-- BEGIN --
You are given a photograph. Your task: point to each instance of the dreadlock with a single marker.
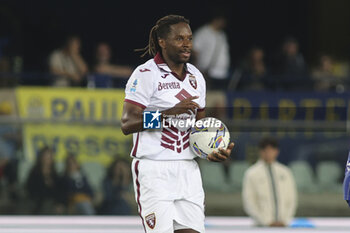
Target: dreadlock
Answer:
(161, 30)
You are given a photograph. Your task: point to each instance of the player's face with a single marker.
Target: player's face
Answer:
(269, 154)
(178, 44)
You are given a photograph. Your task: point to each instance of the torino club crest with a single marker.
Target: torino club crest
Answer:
(151, 220)
(193, 81)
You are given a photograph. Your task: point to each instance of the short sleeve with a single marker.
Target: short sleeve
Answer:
(203, 93)
(139, 88)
-- END --
OBJECTIVE:
Please rewrite these lines with every "single marker" changed to "single dot" and everything else left as it is. Leave the pictures out.

RIGHT ANSWER:
You are given a photograph. Your task: point to each instance of the dreadlock with a single dot.
Target: dreadlock
Answer:
(161, 30)
You are given a photograph. Your task: point to each instance of the player's face with a single dot.
Target: player's face
Answer:
(269, 154)
(178, 44)
You are given a photograph. Your task: point to each instance of the torino club crest with a single dot.
Target: torino club crest
Answer:
(151, 220)
(193, 81)
You are given a photograph. Your task: point to each instance of the short sleeve with a single dot.
Target: short sleeve
Answer:
(203, 93)
(139, 88)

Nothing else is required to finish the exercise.